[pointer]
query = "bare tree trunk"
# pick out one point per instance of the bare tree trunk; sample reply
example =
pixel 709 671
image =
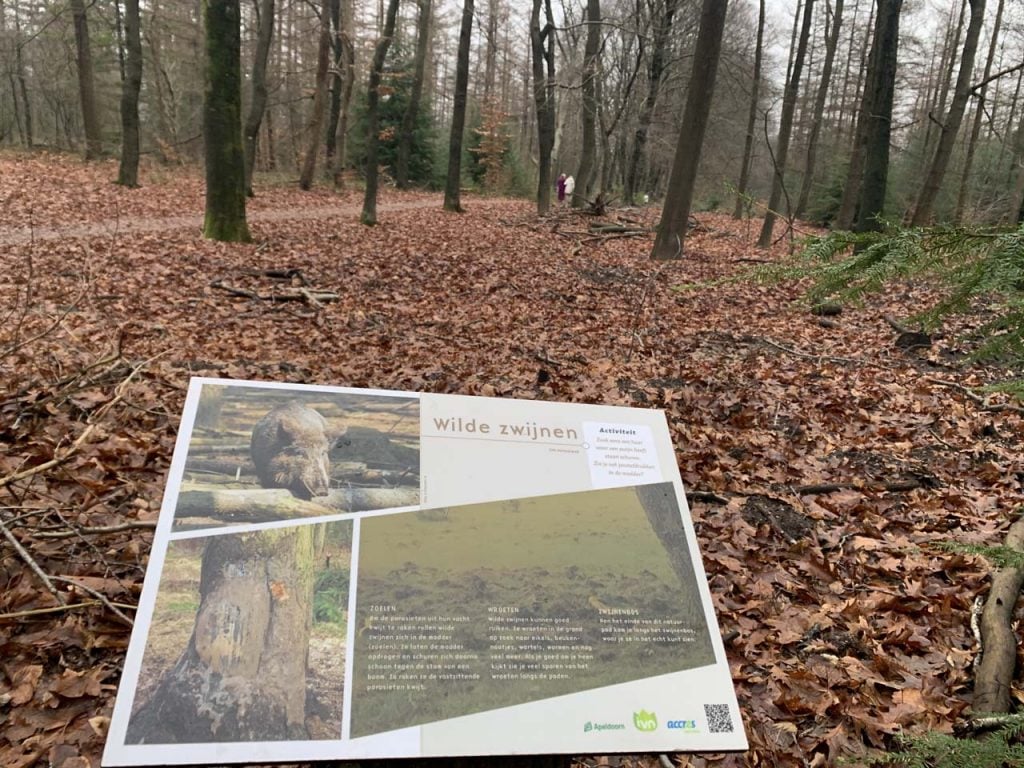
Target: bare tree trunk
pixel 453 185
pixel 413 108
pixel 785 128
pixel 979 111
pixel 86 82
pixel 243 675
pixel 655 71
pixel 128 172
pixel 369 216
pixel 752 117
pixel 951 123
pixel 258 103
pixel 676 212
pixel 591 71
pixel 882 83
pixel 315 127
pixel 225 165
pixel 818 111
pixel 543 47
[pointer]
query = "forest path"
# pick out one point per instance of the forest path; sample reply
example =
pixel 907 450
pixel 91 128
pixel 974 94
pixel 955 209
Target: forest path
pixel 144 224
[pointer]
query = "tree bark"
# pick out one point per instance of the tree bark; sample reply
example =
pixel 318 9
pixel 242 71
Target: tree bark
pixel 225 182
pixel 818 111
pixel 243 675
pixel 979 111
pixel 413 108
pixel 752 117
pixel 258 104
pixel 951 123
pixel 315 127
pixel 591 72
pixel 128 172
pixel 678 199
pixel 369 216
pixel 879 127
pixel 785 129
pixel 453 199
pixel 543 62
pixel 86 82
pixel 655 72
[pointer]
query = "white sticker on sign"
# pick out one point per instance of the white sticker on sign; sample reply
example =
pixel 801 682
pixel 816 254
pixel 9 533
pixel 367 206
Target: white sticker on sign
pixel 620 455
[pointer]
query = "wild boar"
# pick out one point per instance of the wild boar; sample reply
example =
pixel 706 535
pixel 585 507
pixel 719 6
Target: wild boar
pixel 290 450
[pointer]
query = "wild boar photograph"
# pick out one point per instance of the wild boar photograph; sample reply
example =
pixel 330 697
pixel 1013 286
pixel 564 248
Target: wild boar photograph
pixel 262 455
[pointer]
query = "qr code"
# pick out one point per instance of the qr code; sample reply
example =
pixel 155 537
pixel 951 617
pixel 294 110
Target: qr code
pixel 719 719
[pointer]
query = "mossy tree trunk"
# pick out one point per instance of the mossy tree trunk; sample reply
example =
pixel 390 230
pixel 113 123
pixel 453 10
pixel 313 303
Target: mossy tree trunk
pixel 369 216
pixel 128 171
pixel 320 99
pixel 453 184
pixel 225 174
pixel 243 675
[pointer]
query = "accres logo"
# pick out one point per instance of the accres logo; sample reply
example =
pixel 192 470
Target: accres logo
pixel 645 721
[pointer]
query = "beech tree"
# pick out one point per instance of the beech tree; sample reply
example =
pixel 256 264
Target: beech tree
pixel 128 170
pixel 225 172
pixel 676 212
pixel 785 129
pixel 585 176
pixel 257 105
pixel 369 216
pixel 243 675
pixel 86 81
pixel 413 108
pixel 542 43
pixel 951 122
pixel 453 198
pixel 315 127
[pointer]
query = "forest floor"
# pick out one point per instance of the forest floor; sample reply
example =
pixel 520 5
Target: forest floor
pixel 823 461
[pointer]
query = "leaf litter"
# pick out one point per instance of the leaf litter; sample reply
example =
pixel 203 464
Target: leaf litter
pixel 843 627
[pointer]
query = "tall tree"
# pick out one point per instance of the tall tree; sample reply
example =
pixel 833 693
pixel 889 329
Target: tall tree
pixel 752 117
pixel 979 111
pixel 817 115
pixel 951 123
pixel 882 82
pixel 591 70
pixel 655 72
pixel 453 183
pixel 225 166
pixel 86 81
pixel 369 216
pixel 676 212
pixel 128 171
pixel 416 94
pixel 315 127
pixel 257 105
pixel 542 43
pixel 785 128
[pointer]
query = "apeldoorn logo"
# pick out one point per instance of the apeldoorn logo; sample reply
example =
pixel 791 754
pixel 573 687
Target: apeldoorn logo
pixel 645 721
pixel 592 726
══════════════════════════════
Transcribe every entry word for word, but omit the pictures.

• _ANSWER TO THE PROBLEM_:
[pointer]
query = "bare tree trunk"
# pick out one point per instance of the bare tree trunk; sample reply
example =
pixel 709 671
image =
Target: bare tree trunk
pixel 453 185
pixel 413 108
pixel 785 128
pixel 979 111
pixel 86 82
pixel 243 675
pixel 655 71
pixel 128 172
pixel 369 216
pixel 752 117
pixel 951 123
pixel 258 103
pixel 676 212
pixel 591 71
pixel 882 83
pixel 315 127
pixel 225 165
pixel 818 111
pixel 543 47
[pointer]
query = "forest path"
# pick out one point per instance of the forest path; sample reply
example =
pixel 907 450
pixel 91 128
pixel 974 94
pixel 955 209
Target: forest path
pixel 144 224
[pointer]
query = "tree bark"
# pick out one point per instance of the tree bark; sample reply
example =
pixel 318 9
pixel 242 71
Target: tree bark
pixel 225 182
pixel 818 111
pixel 243 675
pixel 979 111
pixel 413 108
pixel 752 117
pixel 258 104
pixel 951 123
pixel 315 127
pixel 591 72
pixel 128 172
pixel 678 199
pixel 369 216
pixel 879 127
pixel 785 129
pixel 453 199
pixel 543 62
pixel 86 82
pixel 655 72
[pointer]
query = "white sticker on sign"
# pick out one point per instance of the white sticker on sign; sample reply
example =
pixel 801 682
pixel 816 254
pixel 9 533
pixel 367 206
Target: white sticker on sign
pixel 620 455
[pointer]
query = "wild boar"
# pick out one point per instance of the wild boar; sample reply
example =
pixel 706 535
pixel 585 507
pixel 719 6
Target: wild boar
pixel 290 450
[pointer]
query = "wild boar photograph"
# pick out one point per instance of the wild boar photograph; sample reply
example =
pixel 330 697
pixel 1013 286
pixel 564 248
Target: wild boar photograph
pixel 262 455
[pointer]
query = "qr code"
# pick out one point per instance of the qr code; sample reply
example =
pixel 155 537
pixel 951 617
pixel 294 110
Target: qr code
pixel 719 719
[pointer]
query = "mossy tree trunk"
# pick out one point per instance of the mossy tree trunk; sample reply
example =
pixel 390 230
pixel 113 123
pixel 453 10
pixel 313 303
Target: mossy tree trunk
pixel 369 216
pixel 128 171
pixel 320 99
pixel 453 184
pixel 225 174
pixel 243 675
[pointer]
query = "accres logo"
# pick out one point per instance of the accres logo; sample reply
example =
pixel 192 470
Target: accres logo
pixel 645 721
[pointer]
query = "beech tree"
# pick out one point per instance of the beech tree; sample reply
example =
pixel 256 264
Target: beech tree
pixel 128 170
pixel 225 172
pixel 676 212
pixel 785 129
pixel 585 176
pixel 257 105
pixel 369 216
pixel 243 675
pixel 86 81
pixel 413 108
pixel 542 43
pixel 951 122
pixel 453 198
pixel 315 127
[pointer]
query = "forest floor"
# pick out one point per instance of the forest floor; sample reply
example =
pixel 520 5
Target: forest floor
pixel 823 461
[pointer]
query = "leaf litter"
# pick out one point per instance of the leaf litter; sample reply
example =
pixel 203 464
Target: leaf litter
pixel 843 627
[pointer]
query = "tall tree"
# pick out one point per instance of the tall tree; sample reply
example =
pixel 833 693
pixel 889 329
Target: tall tree
pixel 752 117
pixel 979 111
pixel 817 115
pixel 951 123
pixel 882 82
pixel 591 70
pixel 655 72
pixel 453 183
pixel 225 166
pixel 86 81
pixel 369 216
pixel 676 212
pixel 128 171
pixel 416 94
pixel 315 127
pixel 257 105
pixel 542 43
pixel 785 128
[pointer]
query = "apeldoorn logo"
# pick out one point per instance of the apeldoorn logo; sample reply
example =
pixel 791 754
pixel 573 687
Target: apeldoorn logo
pixel 645 721
pixel 592 726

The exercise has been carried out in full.